==== Record excerpts ====

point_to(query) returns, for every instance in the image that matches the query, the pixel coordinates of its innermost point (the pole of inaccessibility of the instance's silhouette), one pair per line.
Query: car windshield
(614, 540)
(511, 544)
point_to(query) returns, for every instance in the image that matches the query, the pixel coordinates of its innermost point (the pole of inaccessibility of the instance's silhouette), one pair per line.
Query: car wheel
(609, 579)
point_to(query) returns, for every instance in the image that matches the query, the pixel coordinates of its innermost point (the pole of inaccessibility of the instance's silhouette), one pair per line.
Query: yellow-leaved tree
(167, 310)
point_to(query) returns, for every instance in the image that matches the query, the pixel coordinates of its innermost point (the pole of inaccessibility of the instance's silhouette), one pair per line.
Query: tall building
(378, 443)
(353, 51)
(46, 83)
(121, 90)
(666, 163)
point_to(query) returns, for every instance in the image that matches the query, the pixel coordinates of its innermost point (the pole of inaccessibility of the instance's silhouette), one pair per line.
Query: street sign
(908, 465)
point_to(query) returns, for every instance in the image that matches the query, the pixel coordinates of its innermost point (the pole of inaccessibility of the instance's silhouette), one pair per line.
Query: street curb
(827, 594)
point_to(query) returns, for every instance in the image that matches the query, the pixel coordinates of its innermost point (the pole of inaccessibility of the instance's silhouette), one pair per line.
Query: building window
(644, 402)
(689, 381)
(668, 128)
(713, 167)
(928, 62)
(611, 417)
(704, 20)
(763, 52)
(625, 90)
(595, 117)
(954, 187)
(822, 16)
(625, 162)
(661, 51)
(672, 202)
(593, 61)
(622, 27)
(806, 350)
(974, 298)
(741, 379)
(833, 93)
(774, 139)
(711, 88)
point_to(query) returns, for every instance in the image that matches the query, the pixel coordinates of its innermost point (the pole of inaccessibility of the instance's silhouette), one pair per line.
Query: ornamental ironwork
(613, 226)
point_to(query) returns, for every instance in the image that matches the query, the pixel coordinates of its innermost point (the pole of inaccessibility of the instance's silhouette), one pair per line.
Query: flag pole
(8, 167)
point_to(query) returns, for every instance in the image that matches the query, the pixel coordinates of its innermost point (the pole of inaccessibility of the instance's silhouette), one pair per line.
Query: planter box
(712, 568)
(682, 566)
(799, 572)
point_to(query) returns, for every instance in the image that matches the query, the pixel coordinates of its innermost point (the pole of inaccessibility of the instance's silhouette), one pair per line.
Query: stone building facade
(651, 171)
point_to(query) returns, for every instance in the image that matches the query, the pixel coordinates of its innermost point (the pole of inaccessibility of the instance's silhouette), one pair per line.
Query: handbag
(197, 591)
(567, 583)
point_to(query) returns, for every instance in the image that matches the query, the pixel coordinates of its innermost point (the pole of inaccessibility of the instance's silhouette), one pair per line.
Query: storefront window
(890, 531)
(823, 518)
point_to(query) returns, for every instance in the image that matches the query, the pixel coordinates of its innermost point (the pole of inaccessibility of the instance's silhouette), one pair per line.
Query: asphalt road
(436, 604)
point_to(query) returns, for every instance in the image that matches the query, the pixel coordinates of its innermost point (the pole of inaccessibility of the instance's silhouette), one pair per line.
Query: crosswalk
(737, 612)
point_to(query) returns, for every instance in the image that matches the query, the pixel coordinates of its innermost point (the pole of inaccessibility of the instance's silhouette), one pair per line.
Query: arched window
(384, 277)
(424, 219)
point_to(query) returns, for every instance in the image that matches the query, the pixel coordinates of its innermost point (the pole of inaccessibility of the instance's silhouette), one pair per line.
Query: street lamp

====

Task statement >> Copy the entries above exactly, leaving none out.

Solved exercise >>
point_to(query) returns, for every instance in the image that matches the query, the pixel coordinates of its innermost point (the pole of inaccessibility of the instance's silhouette), one pair per line.
Query: car windshield
(614, 540)
(511, 544)
point_to(query) returns, for every instance in the image that matches the query, the pixel coordinates of its innermost point (the pole of inaccessibility of the instance's silhouette), one pair per line.
Query: car wheel
(609, 579)
point_to(query) returns, for every instance in the image that matches the query, the pixel coordinates of its innermost point (the pole of inaccessibility of the instance's silhouette), one pair per line.
Query: yellow-leaved tree
(167, 310)
point_to(query) returns, for every instance in the image that matches the query, the pixel coordinates of its innermost point (the pole of inaccessibility of the instance's silhouette), one pair per line.
Query: tall building
(378, 443)
(353, 51)
(46, 83)
(121, 90)
(666, 163)
point_to(query) returns, for every instance in the image that matches the query, the pixel coordinates of its innermost point (the pole of inaccessibility of the instance's silhouette), one pair per line.
Query: street sign
(908, 465)
point_to(query) returns, for every instance in the image that matches the query, the pixel coordinates of its innermost point (the pole of inaccessibility of the instance's silhouette), one pair per line.
Query: street curb
(827, 594)
point_to(query) returns, for every instance in the image that matches the query, the pixel coordinates of its innermost point (the pole of inaccessibility of the instance's silhouette), one pair per line.
Query: building window
(644, 402)
(689, 381)
(668, 128)
(713, 167)
(928, 62)
(611, 417)
(704, 20)
(763, 52)
(625, 90)
(595, 117)
(954, 187)
(822, 16)
(625, 162)
(661, 51)
(672, 202)
(593, 61)
(622, 27)
(806, 350)
(974, 298)
(741, 379)
(833, 93)
(774, 139)
(711, 88)
point_to(query) returns, for every instance in the image that matches the query, the pixel coordinates of its innermost point (the pole of inaccessibility of the instance's silhouette), one pair per line.
Query: ornamental ironwork
(613, 226)
point_to(query) returns, for every instance in the image that matches the query, the pixel coordinates of its innermost point (the pole of inaccessibility of the instance's silhouette), one pair per line.
Query: flag pole
(8, 167)
point_to(query) returns, for every instance in the image that matches the query, the pixel coordinates of its innermost point (the pole of inaccessibility of the instance's silhouette), one pair per line.
Query: planter box
(712, 568)
(682, 566)
(799, 572)
point_to(query) returns, for every instance in the image that matches the query, the pixel coordinates of its innermost point (the pole of inaccessibility of the instance's silhouette), one pair per line.
Query: stone building facade
(651, 171)
point_to(query) returns, for every instance in the image that matches the query, the pixel coordinates of its innermost point (the pole of inaccessibility of the instance's silhouette), one pair per line.
Query: handbag
(197, 591)
(567, 583)
point_to(query) returns, for every instance in the image that matches the query, the pixel coordinates of its innermost point (the pole of inaccessibility of the instance's silhouette), one pair per line.
Query: storefront window
(890, 531)
(823, 518)
point_to(query) returns, for every instance in the image that matches the query, the pixel coordinates of its innermost point (the pole of inaccessibility of the instance's silhouette), one pair per line.
Query: asphalt road
(436, 604)
point_to(query) returns, for every instance in the image that matches the query, the pixel coordinates of its innermost point (the pole of inaccessibility of the instance's silhouette), one pair per line.
Query: crosswalk
(737, 612)
point_to(query) returns, for every instance in the image that matches the query, the pixel coordinates of its innermost point (the pole of inaccessibility of the instance's silhouette), one pair per line.
Query: arched window
(384, 277)
(424, 219)
point_to(query) returns, for every instance in the image that matches the query, the pixel coordinates of its innermost point (the pole of inaccessibility of the instance's silhouette), one pair per line.
Query: street lamp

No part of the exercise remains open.